# OBJECTIVE 1
Which distinct 'CrimeTime' values occur in the original list of dictionaries in the thread on summing dictionary values?
# OBJECTIVE 2
Can you repeat word for word the part of the thread on summing dictionary values from "I need to convert" up to and including "explain myself better."?

# PASSAGE TO READ
========================================================================

对字典中具有相同键的值求和

Question

I have this list of dictionaries:

[{'Total Incidents': '1', 'CrimeTime': '19'}, 
 {'Total Incidents': '1', 'CrimeTime': '19'}, 
 {'Total Incidents': '1', 'CrimeTime': '19'}, 
 {'Total Incidents': '1', 'CrimeTime': '20'}, 
 {'Total Incidents': '1', 'CrimeTime': '20'},
 {'Total Incidents': '1', 'CrimeTime': '21'},
 {'Total Incidents': '1', 'CrimeTime': '21'}]

I need to convert the value of 'Total Incidents' to int, and sum them up, for each incident that occured in the same hour (the minutes and seconds are irrelevant). The output should be something like this:

[{'Total Incidents': 3, 'CrimeTime': '19'},
 {'Total Incidents': 2, 'CrimeTime': '20'},
 {'Total Incidents': 2, 'CrimeTime': '21'}]

I have used this method:

 [{ 'CrimeTime':       g[0], 
    'Total Incidents': sum(map(lambda x: int(x['Total Incidents']), g[1])) } 
  for g in itertools.groupby(mydata, lambda x: x['CrimeTime']) ]

But unfortunately, sometimes it repeats 'CrimeTime' so I get two dictionaries with the same 'CrimeTime', instead of only one with the summed incidents. The original list is a lot bigger, I just used a short version to explain myself better.

Feel free to ask if you don't understand my question so that I can explain myself a bit better.

Answer 1

In most contexts (as in yours), itertools.groupby works best if the data is sorted by the grouping key because it only groups adjacent elements:

key = lambda x: x['CrimeTime']
[
    {'CrimeTime': k, 'Total Incidents': sum(int(x['Total Incidents']) for x in g)} 
    for k, g in itertools.groupby(sorted(mydata, key=key), key=key)
]

Using the generator expression instead of the map - lambda is mostly a matter of taste, but, at least in Python 2, saves you some resources by not building an intermediate list .

Answer 2

This should work : (too late ;) )

 [
   {'CrimeTime': g[0], 'Total Incidents': sum(map(lambda x: int(x['Total Incidents']), g[1]))} 
      for g in 
        itertools.groupby(
          sorted(data,key=lambda x:x.values()[0]), lambda x: x['CrimeTime'])
]

========================================================================

# GIVEN RECORDS
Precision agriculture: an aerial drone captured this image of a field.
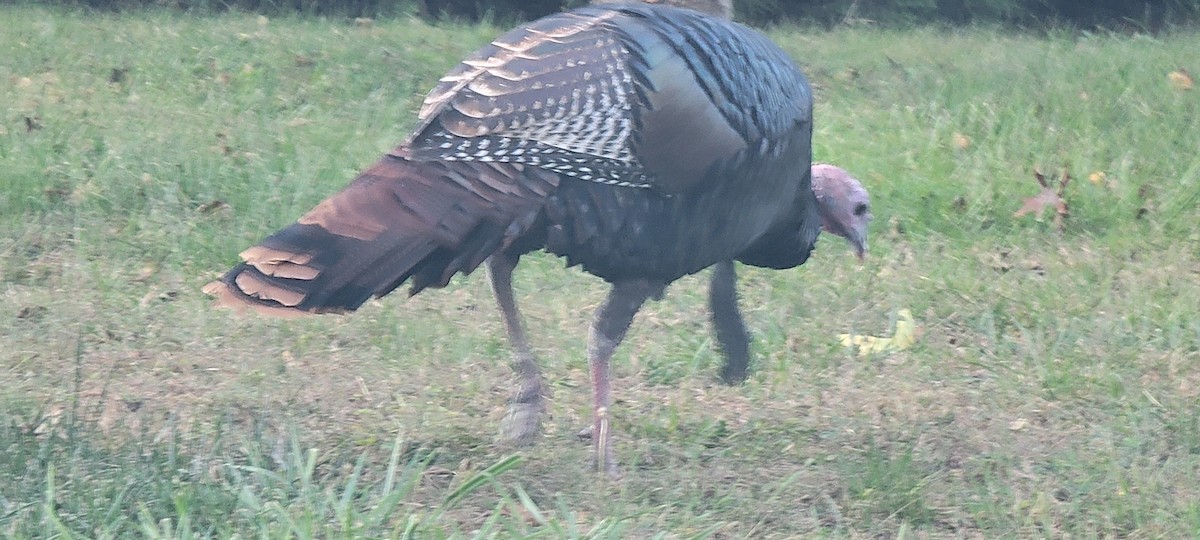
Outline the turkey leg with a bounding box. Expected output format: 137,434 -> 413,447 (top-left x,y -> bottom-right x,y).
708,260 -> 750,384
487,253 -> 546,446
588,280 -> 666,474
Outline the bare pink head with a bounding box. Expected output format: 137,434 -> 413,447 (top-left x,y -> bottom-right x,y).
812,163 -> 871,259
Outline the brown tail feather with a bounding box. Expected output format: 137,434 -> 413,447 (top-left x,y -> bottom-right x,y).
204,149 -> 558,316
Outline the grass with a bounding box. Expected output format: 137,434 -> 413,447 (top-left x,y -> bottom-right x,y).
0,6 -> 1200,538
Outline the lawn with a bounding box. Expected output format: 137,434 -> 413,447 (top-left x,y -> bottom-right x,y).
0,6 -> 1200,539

========================================================================

# TASK SOLUTION 1
'19', '20', '21'

# TASK SOLUTION 2
I need to convert the value of 'Total Incidents' to int, and sum them up, for each incident that occured in the same hour (the minutes and seconds are irrelevant). The output should be something like this:

[{'Total Incidents': 3, 'CrimeTime': '19'},
 {'Total Incidents': 2, 'CrimeTime': '20'},
 {'Total Incidents': 2, 'CrimeTime': '21'}]

I have used this method:

 [{ 'CrimeTime':       g[0], 
    'Total Incidents': sum(map(lambda x: int(x['Total Incidents']), g[1])) } 
  for g in itertools.groupby(mydata, lambda x: x['CrimeTime']) ]

But unfortunately, sometimes it repeats 'CrimeTime' so I get two dictionaries with the same 'CrimeTime', instead of only one with the summed incidents. The original list is a lot bigger, I just used a short version to explain myself better.